** Start of Source text **
I have a table containing two rows for each ID.
table <- tibble(
id = c(1,1,2,2,3,3,4,4,5,5),
row1 = c(2,5,2,5,1,3,2,5,3,2),
row2 = c("foo", "other foo", "bar", "bar", "bar", "bar other", "other", "foo", "other", "other")
)
> table
# A tibble: 10 × 3
id row1 row2
<dbl> <dbl> <chr>
1 1 2 foo
2 1 5 other foo
3 2 2 bar
4 2 5 bar
5 3 1 bar
6 3 3 bar other
7 4 2 other
8 4 4 foo
9 5 3 other
10 5 2 other
I would like to resolve the table to a single row for each ID based on three rules in succession:
- If, for each ID, there is one row in which row1 is 5 or more, then choose the row where row1 is less than 5.
- Else if, for each ID, there is a row in which row2 contains the word 'other', choose the row where row2 does not contain the word 'other'
- Otherwise, for each ID, pick the first row.
I feel there must be a more straightforward way of doing this. This is my attempt so far, but I've can't work out how to resolve the NA to return 'bar'.
** End of Source text **
**Required tasks**
1: In the R table question, what should happen for an ID when neither of the first two rules applies?
2: Go on with the R table question from the point where it stops.
The entries after the text play no part in this work.
** Start of Records shown **
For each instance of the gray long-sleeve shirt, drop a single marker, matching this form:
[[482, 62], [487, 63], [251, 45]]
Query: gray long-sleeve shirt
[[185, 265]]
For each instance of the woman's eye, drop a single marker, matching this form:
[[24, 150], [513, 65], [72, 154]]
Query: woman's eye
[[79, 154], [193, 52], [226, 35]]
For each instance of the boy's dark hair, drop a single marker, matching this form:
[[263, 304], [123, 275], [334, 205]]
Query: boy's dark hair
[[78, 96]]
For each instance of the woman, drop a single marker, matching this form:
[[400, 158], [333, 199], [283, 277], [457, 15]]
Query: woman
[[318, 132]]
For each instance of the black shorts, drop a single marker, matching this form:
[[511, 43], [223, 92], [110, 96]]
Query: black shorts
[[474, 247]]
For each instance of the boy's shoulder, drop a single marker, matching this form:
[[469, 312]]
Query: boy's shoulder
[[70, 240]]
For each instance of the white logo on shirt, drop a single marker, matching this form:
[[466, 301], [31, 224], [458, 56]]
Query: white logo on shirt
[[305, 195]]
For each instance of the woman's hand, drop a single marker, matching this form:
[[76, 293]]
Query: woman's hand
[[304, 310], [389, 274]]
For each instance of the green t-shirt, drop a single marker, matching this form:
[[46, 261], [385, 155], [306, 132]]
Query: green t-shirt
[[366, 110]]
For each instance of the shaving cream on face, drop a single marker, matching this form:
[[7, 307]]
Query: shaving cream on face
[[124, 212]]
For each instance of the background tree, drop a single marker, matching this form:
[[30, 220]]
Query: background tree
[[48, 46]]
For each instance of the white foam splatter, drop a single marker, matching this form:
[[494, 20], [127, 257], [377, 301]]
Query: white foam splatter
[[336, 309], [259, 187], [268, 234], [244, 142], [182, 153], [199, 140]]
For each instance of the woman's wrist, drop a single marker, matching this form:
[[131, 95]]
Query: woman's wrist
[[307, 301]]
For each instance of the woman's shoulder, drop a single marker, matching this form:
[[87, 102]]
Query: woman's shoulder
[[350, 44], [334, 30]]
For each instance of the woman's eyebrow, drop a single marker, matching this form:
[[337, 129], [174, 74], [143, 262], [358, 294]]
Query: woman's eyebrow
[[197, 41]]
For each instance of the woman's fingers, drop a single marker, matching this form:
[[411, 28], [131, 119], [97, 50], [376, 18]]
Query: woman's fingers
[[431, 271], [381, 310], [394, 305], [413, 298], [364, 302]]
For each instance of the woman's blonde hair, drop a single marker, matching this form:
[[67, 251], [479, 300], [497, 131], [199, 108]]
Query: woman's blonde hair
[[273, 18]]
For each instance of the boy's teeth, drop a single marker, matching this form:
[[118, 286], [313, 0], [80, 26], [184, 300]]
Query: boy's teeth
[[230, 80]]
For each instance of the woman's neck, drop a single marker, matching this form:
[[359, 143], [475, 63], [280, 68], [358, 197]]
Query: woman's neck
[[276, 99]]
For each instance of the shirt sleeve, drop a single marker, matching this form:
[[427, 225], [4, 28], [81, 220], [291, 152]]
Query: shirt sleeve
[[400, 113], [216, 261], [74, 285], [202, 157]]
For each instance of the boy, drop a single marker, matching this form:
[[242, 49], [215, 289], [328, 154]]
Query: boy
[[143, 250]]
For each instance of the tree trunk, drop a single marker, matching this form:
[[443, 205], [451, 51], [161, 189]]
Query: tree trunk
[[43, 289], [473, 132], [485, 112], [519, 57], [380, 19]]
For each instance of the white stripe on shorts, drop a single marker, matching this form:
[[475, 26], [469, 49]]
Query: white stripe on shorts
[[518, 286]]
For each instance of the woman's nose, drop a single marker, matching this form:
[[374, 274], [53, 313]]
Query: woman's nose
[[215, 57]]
** End of Records shown **
**The results**
1: The first row for that ID should be picked.

2:
table %>%
group_by(id) %>%
summarise(
row1 = ifelse(max(row1) >= 5,
first(row1[row1 < 5]),
ifelse(
grep("other", row2),
ifelse(
!is.na(first(row1[grep("other", row2, invert = T)])),
first(row1[grep("other", row2, invert = T)]),
first(row1)),
first(row1))
),
row2 = ifelse(
max(row1) >= 5,
first(row2[row1 < 5]),
ifelse(
grep("other", row2),
ifelse(
!is.na(first(row2[grep("other", row2, invert = T)])),
first(row2[grep("other", row2, invert = T)]),
first(row2)),
first(row2)
)
)
)
# A tibble: 5 × 3
id row1 row2
<dbl> <dbl> <chr>
1 1 2 foo
2 2 2 NA
3 3 1 bar
4 4 2 foo
5 5 3 other
Desired output:
id | row1 | row2 |
---|---|---|
1 | 2 | foo |
2 | 2 | bar |
3 | 1 | bar |
4 | 2 | other |
5 | 3 | other |
Many thanks for your help.